§ AIM OF THE EXERCISE
Copy out the records below, starting at the line containing "Can you see the girl's nose?" and continuing through the final line of the records, inclusive.

§ DATA SHOWN
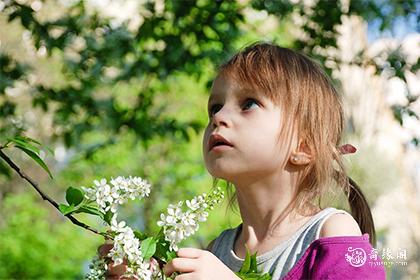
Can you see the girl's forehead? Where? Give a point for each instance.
(223, 85)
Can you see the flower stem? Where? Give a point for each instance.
(45, 196)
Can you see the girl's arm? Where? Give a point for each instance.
(198, 264)
(340, 224)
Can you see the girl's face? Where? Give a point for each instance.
(241, 141)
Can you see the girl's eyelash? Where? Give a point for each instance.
(213, 107)
(248, 101)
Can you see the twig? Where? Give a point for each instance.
(44, 196)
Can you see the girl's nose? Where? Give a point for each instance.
(221, 118)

§ RESULT BELOW
Can you see the girl's nose? Where? Give a point for each instance.
(221, 118)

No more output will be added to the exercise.